# Requests
1 – In the transformer code excerpt, why are the hyperparameters hardcoded? Please answer in one to three sentences.
2 – Locate every line in the rows that contains the string "orange", matching case exactly, and copy each one.

— Start Text block —

Temporarily hyperparameters are hardcoded for better readability 


Sources:
1. https://pytorch.org/tutorials/beginner/transformer_tutorial.html
2. https://github.com/facebookresearch/XLM/blob/master/src/model/transformer.py
3. https://discuss.pytorch.org/t/memory-mask-in-nn-transformer/55230/5
4. https://github.com/tkmaroon/pytorch-xlm/blob/master/models/transformer.py

In [None]:
import torch.nn.functional as F
from torch.nn import TransformerDecoder, TransformerDecoderLayer, \
                     TransformerEncoder, TransformerEncoderLayer


class BaseModel(nn.Module):
    def __init__(self, field, d_model=1024, nlayers=6, nheads=8, dropout=0.1):
        super(BaseModel, self).__init__()
        
        # [4]
        self.voc_size = len(field.vocab.itos) 
        self.pad_idx = field.vocab.stoi['<pad>']
        self.bos_idx = field.vocab.stoi['<bos>']
        self.eos_idx = field.vocab.stoi['<eos>']
        self.sep_idx = field.vocab.stoi['<sep>']
        self.mask_idx = field.vocab.stoi['<mask>']

        self.d_model = d_model
        self.dropout = dropout
        self.embedding = nn.Embedding(self.voc_size, d_model)
        self.pos_encoder = PositionalEncoding(d_model)
        encoder_layers = TransformerEncoderLayer(d_model, nheads, dim_feedforward=4*d_model, activation='gelu')
        self.encoder = TransformerEncoder(encoder_layers, nlayers)

        self.init_weights()

    def init_weights(self):
        initrange = 0.1
        nn.init.normal_(self.embedding.weight, mean=0, std=self.d_model ** -0.5) #[2] L46

    def forward(self, src):
        pad_mask = torch.transpose(src.eq(self.pad_idx), 0, 1)
        src_mask = self.get_mask(src, pad_mask)
        src = self.embedding(src)
        src = self.pos_encoder(src)
        src = self.encoder(src)
        src = F.dropout(src, self.dropout, training=self.training)

        output = self.encoder(src, src_mask, pad_mask)
        return output


    def get_mask(self, inputs, pad_mask): #[2]
        slen, bs = inputs.size()
        lengths = slen-torch.sum(pad_mask, 0)

        alen = torch.arange(slen, dtype=torch.long, device=lengths.device)

        return alen < lengths[:, None]

    # [4]
    def mlm_loss(self, inputs, criterion, sampling_rate=0.15, masked_rate=0.8, replaced_rate=0.1, unchanged_rate=0.1):
        slen, bs = inputs.size()

        sampler = self.sampling(inputs, sampling_rate)
        rnd = torch.rand((slen, bs), device=inputs.device)
        mask = (masked_rate >= rnd) & sampler

        # replace mask tokens
        inputs = torch.where(
            (masked_rate >= rnd) & mask,
            torch.ones_like(inputs) * self.mask_idx, 
            inputs,
        )

        # replace random tokens
        th = masked_rate + replaced_rate
        inputs = torch.where(
            (th >= rnd) & (rnd > masked_rate) & sampler, 
            torch.randint_like(inputs, self.mask_idx+1, self.voc_size),
            inputs
        )

— End Text block —
— Start Dataset rows —

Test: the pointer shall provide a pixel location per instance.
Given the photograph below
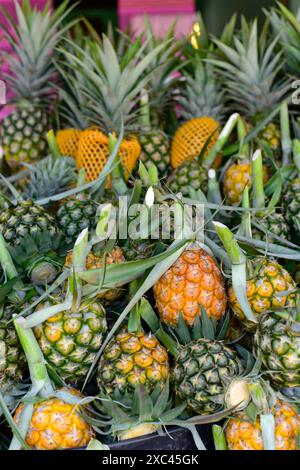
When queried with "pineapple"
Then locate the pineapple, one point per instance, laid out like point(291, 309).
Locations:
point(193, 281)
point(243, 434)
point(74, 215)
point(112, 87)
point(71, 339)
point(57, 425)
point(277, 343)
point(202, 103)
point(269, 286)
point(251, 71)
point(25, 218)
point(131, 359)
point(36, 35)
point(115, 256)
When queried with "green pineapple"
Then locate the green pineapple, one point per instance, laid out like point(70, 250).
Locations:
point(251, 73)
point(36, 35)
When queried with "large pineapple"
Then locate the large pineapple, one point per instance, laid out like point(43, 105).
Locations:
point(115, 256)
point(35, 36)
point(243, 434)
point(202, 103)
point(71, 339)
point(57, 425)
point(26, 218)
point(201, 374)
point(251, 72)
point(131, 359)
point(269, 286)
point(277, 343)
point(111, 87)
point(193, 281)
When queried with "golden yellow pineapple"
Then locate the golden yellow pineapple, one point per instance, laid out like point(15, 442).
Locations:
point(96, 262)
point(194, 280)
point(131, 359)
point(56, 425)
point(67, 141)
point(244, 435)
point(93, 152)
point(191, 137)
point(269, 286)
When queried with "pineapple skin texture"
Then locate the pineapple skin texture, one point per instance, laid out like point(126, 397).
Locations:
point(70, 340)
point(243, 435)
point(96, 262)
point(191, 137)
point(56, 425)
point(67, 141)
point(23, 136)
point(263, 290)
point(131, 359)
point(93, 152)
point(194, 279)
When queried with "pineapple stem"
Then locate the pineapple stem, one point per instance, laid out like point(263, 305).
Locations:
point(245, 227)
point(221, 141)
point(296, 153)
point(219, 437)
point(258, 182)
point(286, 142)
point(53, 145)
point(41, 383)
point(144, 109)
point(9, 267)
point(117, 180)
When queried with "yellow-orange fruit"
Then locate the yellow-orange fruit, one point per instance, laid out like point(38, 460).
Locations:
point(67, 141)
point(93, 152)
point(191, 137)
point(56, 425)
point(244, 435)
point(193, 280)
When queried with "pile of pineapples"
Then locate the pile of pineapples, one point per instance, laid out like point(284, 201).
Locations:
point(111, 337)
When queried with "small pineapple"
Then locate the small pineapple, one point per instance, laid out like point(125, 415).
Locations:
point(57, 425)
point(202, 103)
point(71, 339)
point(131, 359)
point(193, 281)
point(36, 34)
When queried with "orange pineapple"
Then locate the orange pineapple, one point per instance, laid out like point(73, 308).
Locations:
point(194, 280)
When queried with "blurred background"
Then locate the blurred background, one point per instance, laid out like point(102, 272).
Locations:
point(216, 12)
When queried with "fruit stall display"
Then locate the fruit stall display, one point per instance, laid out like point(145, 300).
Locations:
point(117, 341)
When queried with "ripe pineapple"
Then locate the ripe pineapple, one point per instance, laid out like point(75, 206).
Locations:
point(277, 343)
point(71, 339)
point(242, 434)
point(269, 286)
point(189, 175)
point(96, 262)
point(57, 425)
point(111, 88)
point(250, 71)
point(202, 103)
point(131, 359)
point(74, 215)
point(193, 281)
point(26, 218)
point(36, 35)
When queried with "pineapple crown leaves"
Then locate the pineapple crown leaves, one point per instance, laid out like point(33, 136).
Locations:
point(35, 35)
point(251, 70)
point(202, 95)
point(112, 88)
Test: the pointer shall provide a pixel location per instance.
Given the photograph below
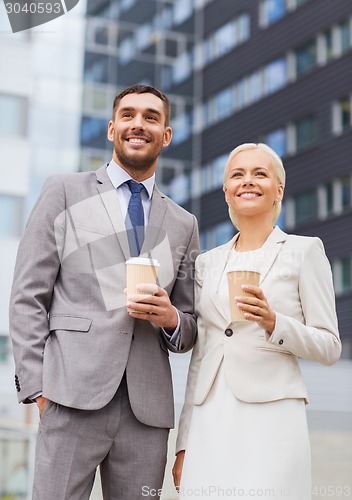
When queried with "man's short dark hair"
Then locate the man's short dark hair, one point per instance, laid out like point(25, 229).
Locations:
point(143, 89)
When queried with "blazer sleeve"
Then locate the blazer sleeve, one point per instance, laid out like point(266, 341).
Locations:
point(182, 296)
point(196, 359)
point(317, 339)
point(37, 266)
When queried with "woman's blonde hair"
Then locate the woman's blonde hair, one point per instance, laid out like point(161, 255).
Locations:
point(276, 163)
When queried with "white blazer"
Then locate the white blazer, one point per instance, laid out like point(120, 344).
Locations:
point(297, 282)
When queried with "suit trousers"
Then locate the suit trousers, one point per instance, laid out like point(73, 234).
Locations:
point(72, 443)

— End Dataset rows —
— Start Dataset rows —

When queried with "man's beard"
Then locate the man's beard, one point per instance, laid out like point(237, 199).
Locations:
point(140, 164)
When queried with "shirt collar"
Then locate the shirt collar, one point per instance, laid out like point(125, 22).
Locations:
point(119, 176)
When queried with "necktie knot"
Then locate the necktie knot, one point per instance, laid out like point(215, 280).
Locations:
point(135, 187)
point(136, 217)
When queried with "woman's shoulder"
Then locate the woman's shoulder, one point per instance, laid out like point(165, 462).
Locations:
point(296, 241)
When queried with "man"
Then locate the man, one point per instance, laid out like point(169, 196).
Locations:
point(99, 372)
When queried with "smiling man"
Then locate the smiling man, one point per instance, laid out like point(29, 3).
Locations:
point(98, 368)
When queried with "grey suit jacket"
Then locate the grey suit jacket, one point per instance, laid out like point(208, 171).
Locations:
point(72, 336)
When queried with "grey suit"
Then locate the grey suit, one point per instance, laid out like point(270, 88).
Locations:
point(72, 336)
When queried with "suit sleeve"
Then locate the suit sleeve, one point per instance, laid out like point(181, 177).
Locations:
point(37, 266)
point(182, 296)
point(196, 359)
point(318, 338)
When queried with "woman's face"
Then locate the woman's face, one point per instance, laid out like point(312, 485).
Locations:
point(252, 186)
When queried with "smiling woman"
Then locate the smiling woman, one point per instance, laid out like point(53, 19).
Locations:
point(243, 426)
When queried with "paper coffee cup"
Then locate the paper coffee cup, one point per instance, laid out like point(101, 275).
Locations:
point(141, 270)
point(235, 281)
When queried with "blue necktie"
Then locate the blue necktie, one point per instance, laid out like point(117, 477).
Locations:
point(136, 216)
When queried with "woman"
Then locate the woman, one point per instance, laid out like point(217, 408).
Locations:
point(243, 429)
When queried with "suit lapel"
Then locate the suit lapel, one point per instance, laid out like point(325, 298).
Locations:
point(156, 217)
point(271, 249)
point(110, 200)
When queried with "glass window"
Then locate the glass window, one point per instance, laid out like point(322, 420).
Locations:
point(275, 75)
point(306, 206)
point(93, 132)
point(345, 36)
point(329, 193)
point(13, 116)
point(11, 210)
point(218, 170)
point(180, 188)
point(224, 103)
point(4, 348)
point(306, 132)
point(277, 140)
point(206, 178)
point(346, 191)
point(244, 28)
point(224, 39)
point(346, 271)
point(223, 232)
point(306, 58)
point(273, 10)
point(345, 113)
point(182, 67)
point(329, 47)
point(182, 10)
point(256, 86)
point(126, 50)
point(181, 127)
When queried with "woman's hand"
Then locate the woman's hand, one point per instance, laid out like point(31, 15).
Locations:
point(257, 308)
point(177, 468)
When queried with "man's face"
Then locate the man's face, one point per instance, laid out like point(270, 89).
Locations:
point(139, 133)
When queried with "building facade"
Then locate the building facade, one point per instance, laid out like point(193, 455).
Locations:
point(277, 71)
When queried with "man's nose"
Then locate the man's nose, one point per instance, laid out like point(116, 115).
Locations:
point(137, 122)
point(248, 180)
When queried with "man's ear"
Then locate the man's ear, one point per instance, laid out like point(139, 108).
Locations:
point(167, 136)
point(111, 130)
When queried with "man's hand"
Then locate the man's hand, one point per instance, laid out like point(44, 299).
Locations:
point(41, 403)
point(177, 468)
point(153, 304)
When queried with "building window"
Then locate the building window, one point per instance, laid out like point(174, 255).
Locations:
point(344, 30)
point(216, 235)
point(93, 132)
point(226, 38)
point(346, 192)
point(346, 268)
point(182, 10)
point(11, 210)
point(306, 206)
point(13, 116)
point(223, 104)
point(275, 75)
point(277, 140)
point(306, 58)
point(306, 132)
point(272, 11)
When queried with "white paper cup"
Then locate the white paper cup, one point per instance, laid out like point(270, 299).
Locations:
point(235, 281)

— End Dataset rows —
— Start Dataset rows —

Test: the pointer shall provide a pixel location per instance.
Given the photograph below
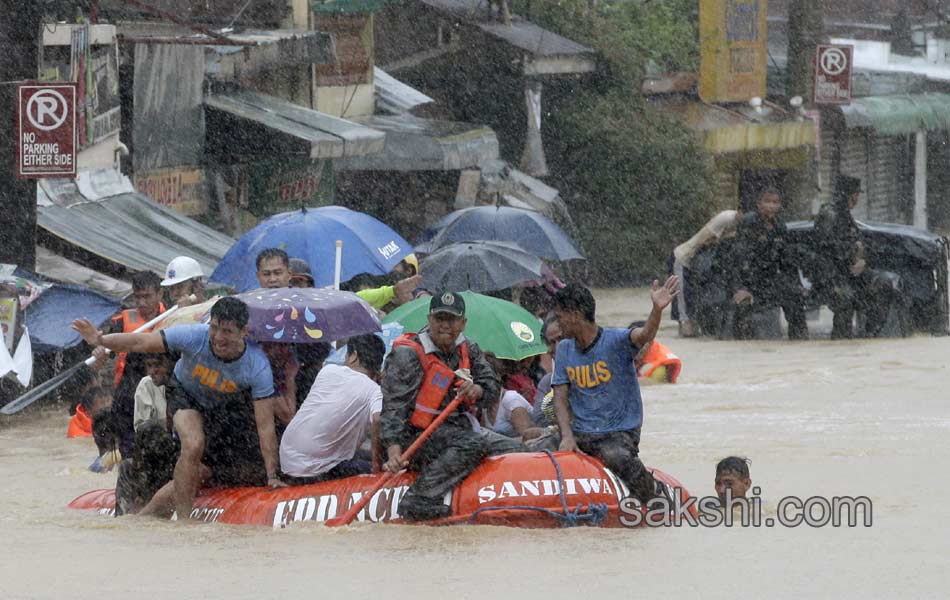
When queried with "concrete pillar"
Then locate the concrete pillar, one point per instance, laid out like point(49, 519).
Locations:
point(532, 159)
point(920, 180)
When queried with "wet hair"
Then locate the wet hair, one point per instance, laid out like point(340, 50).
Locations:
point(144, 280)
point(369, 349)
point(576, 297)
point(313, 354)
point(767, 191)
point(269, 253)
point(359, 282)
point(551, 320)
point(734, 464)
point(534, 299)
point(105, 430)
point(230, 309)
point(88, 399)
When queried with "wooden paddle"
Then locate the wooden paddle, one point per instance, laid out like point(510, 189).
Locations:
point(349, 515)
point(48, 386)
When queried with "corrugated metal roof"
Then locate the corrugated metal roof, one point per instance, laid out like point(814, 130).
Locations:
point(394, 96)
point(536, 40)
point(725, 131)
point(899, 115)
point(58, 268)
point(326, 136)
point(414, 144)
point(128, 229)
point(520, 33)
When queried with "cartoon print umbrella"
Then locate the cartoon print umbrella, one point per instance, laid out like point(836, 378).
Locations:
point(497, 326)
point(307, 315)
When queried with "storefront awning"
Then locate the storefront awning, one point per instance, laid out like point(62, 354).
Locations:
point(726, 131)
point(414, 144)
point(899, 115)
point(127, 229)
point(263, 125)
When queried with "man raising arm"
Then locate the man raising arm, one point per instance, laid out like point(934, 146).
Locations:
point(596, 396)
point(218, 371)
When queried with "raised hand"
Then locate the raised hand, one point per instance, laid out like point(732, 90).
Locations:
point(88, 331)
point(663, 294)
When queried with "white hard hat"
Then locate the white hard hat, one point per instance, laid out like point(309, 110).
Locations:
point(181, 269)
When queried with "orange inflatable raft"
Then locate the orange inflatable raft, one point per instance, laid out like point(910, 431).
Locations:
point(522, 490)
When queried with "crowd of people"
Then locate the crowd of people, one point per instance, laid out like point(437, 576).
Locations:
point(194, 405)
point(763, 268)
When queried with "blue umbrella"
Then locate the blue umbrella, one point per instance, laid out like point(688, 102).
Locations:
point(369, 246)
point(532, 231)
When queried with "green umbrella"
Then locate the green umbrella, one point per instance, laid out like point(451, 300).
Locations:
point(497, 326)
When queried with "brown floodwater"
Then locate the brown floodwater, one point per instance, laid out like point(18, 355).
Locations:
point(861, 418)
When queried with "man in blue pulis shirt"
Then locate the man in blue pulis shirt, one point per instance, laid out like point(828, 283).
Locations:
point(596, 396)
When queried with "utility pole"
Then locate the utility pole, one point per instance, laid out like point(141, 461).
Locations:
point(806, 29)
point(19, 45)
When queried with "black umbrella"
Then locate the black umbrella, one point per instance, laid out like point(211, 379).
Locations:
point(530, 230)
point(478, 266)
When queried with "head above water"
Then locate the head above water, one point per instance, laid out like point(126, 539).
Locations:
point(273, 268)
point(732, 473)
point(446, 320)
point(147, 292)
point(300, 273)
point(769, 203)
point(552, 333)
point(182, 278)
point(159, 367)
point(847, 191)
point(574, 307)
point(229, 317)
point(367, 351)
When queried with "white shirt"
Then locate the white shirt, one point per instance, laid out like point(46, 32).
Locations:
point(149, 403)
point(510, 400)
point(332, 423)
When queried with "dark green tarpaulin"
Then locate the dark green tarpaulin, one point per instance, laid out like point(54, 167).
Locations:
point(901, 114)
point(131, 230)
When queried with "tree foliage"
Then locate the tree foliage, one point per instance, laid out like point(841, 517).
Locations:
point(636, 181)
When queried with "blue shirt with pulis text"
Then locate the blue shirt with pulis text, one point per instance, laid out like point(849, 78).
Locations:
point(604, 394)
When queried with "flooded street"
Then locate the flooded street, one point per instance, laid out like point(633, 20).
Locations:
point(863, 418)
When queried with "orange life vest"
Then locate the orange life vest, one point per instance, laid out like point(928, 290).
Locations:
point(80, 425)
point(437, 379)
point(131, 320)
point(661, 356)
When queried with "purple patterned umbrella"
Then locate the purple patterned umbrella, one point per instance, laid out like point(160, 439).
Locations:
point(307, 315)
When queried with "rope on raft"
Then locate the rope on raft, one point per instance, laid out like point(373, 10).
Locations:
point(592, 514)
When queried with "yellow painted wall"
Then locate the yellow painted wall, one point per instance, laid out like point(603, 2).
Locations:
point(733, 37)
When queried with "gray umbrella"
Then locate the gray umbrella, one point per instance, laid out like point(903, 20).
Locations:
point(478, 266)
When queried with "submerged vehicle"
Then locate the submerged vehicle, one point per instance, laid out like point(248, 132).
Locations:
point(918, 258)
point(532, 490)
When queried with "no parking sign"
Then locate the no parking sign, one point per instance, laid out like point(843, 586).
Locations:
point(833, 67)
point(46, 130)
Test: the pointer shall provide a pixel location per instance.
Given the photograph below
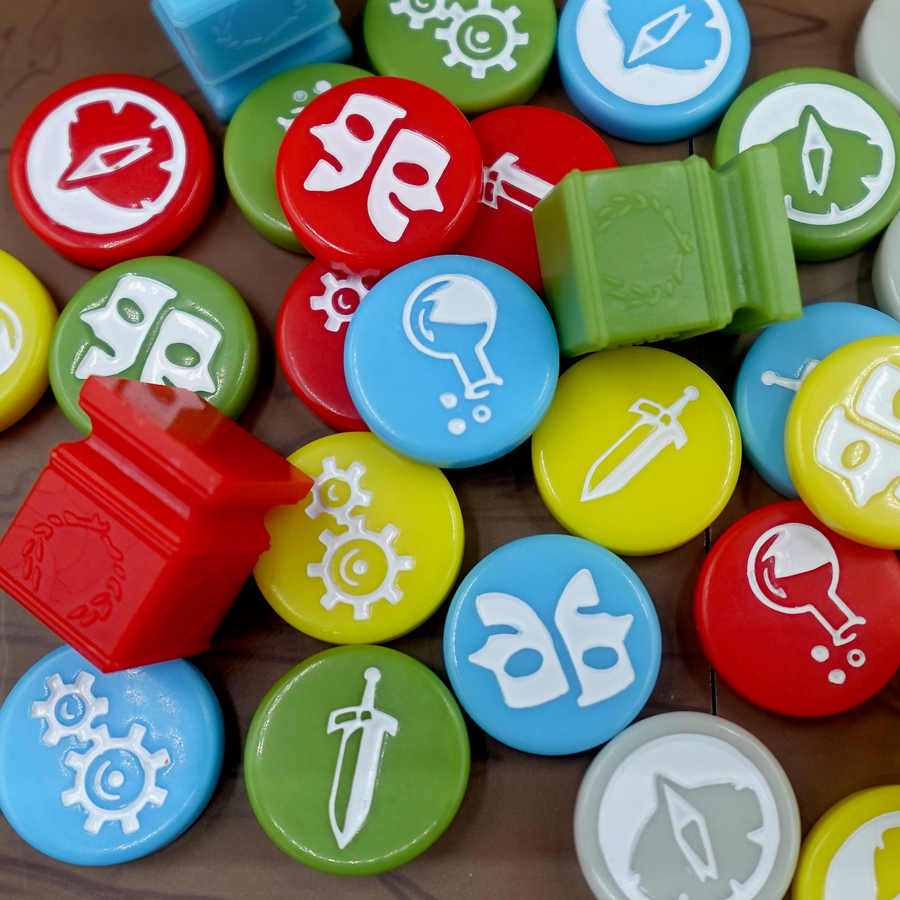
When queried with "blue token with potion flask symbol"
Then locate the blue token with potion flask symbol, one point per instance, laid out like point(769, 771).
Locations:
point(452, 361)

— End Dataset rows —

# Answers by task
1 – The hyperparameters are hardcoded for better readability, and only temporarily.

2 –
When queried with "yellow-orange fruit"
Then locate the yellow-orange fruit, one point per instance, laid out like point(38, 460).
When queried with "orange pineapple"
Then locate the orange pineapple, one point per instance, laid out like point(73, 308).
When queried with "orange inflatable raft"
Then locate the orange inflatable raft, one point per instance, laid out like point(910, 431).
When queried with "orange life vest"
Then locate the orange life vest, one point per instance, laid out like point(928, 290).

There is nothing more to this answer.